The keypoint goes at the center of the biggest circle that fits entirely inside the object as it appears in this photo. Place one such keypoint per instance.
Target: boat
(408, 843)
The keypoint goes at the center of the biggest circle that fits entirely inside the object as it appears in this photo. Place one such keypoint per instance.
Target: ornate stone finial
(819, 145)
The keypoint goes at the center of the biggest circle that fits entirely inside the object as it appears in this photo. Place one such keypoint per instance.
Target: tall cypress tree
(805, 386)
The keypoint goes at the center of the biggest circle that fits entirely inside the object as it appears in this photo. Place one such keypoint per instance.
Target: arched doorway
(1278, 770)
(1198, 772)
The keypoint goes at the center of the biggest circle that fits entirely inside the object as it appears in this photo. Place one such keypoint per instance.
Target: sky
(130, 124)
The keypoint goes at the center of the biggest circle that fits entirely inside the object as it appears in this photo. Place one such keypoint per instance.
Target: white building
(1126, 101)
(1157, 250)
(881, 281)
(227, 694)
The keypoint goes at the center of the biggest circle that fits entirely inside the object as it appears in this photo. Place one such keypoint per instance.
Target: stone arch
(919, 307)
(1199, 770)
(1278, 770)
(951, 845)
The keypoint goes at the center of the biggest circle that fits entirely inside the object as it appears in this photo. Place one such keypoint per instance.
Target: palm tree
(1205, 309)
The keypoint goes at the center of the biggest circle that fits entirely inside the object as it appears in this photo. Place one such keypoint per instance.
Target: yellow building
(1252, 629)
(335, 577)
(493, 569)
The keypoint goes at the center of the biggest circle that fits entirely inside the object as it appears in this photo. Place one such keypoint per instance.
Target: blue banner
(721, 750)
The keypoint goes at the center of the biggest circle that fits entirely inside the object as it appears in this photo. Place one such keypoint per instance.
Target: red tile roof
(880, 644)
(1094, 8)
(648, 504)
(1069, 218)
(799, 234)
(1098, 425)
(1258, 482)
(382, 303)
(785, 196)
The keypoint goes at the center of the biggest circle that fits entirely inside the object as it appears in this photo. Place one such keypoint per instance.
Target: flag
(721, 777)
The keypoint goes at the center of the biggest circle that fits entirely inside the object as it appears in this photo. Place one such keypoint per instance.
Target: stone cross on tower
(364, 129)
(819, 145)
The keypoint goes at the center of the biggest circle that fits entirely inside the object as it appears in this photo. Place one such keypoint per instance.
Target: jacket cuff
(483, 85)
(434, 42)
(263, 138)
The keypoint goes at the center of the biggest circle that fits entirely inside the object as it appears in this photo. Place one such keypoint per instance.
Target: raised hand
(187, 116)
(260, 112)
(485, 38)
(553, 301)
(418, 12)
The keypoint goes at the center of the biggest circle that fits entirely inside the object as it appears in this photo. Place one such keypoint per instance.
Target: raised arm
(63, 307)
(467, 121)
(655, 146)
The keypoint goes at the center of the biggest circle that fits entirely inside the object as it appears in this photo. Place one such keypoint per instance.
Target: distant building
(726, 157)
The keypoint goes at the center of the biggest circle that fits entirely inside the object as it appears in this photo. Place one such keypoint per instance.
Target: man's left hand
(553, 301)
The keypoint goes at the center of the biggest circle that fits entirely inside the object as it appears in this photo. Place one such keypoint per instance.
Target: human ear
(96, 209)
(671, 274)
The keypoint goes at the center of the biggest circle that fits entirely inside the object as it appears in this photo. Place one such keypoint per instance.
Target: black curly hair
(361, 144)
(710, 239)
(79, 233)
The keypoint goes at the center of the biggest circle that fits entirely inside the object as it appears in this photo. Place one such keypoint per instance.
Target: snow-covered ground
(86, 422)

TASK:
Show every line of the records above that contains the string "hand", and copy each such line in full. Case counts.

EXERCISE RESPONSE:
Target: raised hand
Target: man's left hand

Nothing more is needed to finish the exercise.